*GIVEN TASK*
In the lines below, please replace "woman's" with "lady's" in everything from the line containing "Target: woman's glasses" down to the end of the lines, changing nothing else. Give back only those lines, without the pictures.

*Dataset excerpt*
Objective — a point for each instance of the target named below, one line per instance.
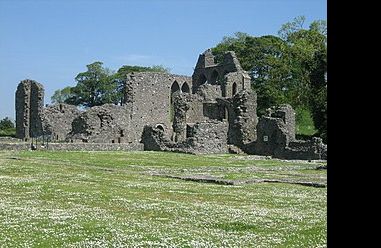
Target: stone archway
(234, 89)
(185, 88)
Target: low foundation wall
(74, 147)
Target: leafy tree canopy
(6, 123)
(288, 68)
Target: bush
(9, 132)
(304, 123)
(6, 123)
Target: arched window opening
(175, 87)
(214, 79)
(185, 88)
(234, 90)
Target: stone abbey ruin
(214, 111)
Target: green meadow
(124, 199)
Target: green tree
(121, 75)
(61, 95)
(288, 68)
(96, 86)
(6, 123)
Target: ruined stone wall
(29, 107)
(223, 75)
(242, 117)
(102, 124)
(204, 138)
(236, 82)
(271, 136)
(148, 96)
(57, 120)
(287, 114)
(276, 137)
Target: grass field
(115, 199)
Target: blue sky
(52, 41)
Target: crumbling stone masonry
(29, 107)
(214, 111)
(276, 137)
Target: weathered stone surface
(29, 107)
(202, 138)
(57, 120)
(207, 113)
(102, 124)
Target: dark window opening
(185, 88)
(234, 91)
(214, 79)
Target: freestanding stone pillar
(29, 106)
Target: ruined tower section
(224, 79)
(29, 107)
(243, 118)
(149, 99)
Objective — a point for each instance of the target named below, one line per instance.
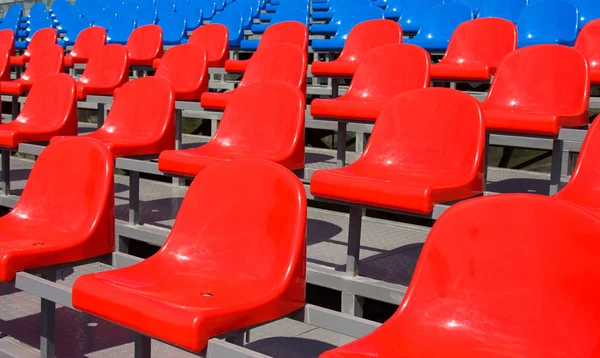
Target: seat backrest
(587, 43)
(440, 21)
(146, 102)
(414, 11)
(145, 42)
(4, 63)
(389, 70)
(442, 135)
(290, 14)
(368, 35)
(146, 16)
(234, 22)
(280, 62)
(352, 17)
(481, 42)
(583, 188)
(504, 9)
(469, 286)
(528, 80)
(186, 68)
(173, 27)
(41, 38)
(254, 123)
(107, 67)
(272, 246)
(244, 7)
(88, 42)
(292, 32)
(44, 61)
(7, 39)
(588, 10)
(550, 20)
(214, 38)
(75, 194)
(51, 103)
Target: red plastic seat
(500, 276)
(219, 278)
(185, 67)
(535, 95)
(583, 189)
(426, 148)
(66, 211)
(7, 38)
(383, 73)
(40, 38)
(214, 38)
(362, 38)
(141, 120)
(106, 70)
(45, 61)
(280, 62)
(476, 49)
(145, 45)
(588, 45)
(88, 42)
(254, 125)
(284, 32)
(50, 110)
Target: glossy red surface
(587, 44)
(284, 32)
(66, 211)
(383, 73)
(50, 110)
(280, 62)
(476, 49)
(185, 67)
(253, 126)
(583, 188)
(214, 38)
(426, 148)
(219, 278)
(4, 63)
(145, 45)
(88, 42)
(41, 38)
(485, 288)
(362, 38)
(538, 90)
(147, 103)
(106, 70)
(7, 38)
(45, 61)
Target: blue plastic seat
(73, 32)
(146, 16)
(439, 24)
(548, 22)
(119, 30)
(234, 22)
(413, 13)
(348, 20)
(337, 6)
(474, 5)
(174, 28)
(588, 10)
(244, 7)
(504, 9)
(282, 15)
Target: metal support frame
(134, 197)
(5, 172)
(48, 320)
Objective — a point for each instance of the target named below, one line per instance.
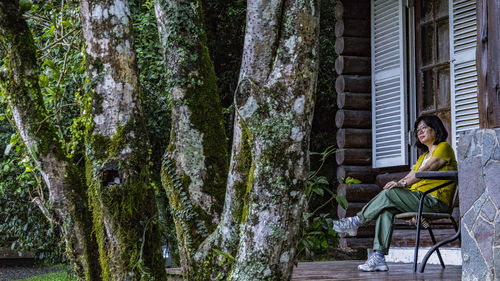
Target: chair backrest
(454, 199)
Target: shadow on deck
(348, 270)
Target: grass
(55, 276)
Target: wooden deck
(348, 270)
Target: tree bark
(65, 182)
(117, 165)
(258, 228)
(275, 103)
(195, 163)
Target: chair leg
(437, 249)
(429, 253)
(417, 241)
(454, 224)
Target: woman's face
(426, 135)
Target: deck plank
(347, 270)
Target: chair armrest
(438, 175)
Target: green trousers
(389, 203)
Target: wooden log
(356, 243)
(488, 63)
(353, 65)
(363, 173)
(352, 9)
(359, 101)
(353, 28)
(353, 46)
(354, 156)
(358, 119)
(358, 192)
(352, 210)
(352, 138)
(384, 178)
(353, 83)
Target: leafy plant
(317, 231)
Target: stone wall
(478, 155)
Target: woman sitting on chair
(404, 195)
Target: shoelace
(372, 260)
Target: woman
(404, 195)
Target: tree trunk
(65, 182)
(275, 103)
(195, 163)
(117, 165)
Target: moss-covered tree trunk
(195, 163)
(269, 161)
(65, 182)
(116, 147)
(275, 100)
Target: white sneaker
(345, 226)
(374, 263)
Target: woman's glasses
(421, 129)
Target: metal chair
(424, 219)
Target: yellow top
(445, 194)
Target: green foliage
(55, 276)
(226, 258)
(22, 224)
(317, 233)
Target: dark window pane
(443, 41)
(442, 8)
(427, 10)
(444, 88)
(427, 44)
(445, 116)
(428, 90)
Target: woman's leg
(383, 230)
(400, 199)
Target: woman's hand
(391, 185)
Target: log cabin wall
(353, 118)
(353, 121)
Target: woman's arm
(433, 164)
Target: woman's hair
(433, 122)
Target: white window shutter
(463, 73)
(389, 110)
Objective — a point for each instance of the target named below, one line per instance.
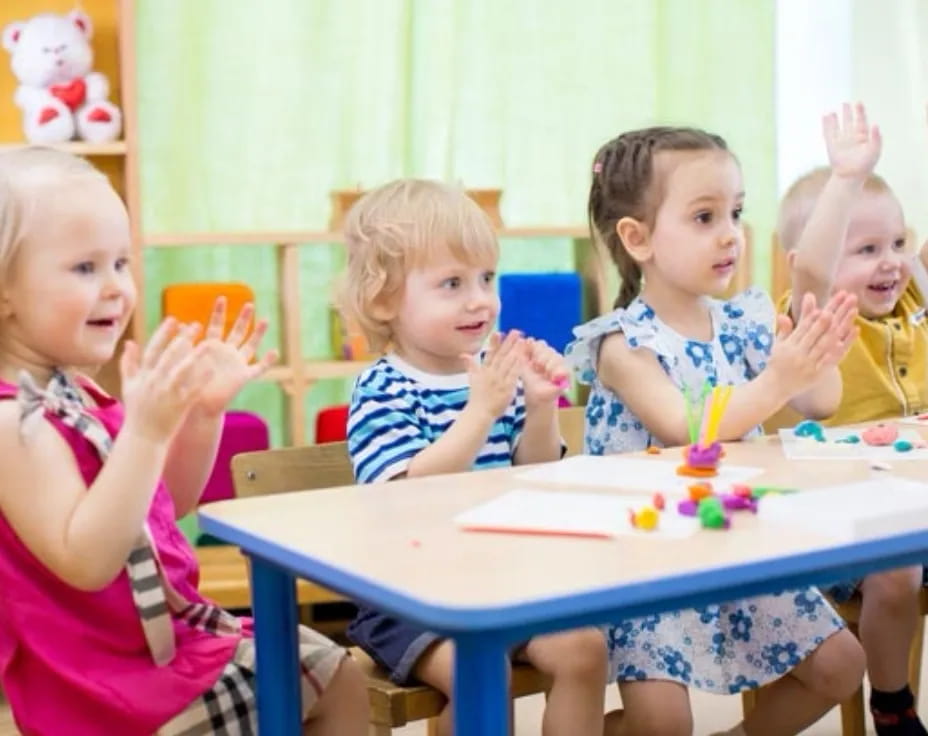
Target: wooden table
(395, 547)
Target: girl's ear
(6, 306)
(634, 236)
(384, 308)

*FINISHED ANSWER*
Target: lady's glasses
(421, 129)
Target: metal chair
(424, 219)
Target: yellow top
(445, 194)
Target: green foliage
(55, 276)
(226, 258)
(22, 224)
(317, 233)
Target: dark window pane
(443, 41)
(442, 8)
(427, 10)
(444, 88)
(427, 44)
(445, 116)
(428, 90)
Target: lady's leg
(383, 230)
(400, 199)
Target: lady's hand
(391, 185)
Target: log cabin wall
(353, 118)
(353, 121)
Target: lady's arm
(433, 164)
Target: lady's hair
(433, 122)
Target: white window shutter
(463, 73)
(389, 110)
Objective — a point for each instance of the target named below, one line per instance.
Target: wooden table
(395, 547)
Target: girl's ear
(6, 306)
(634, 236)
(384, 308)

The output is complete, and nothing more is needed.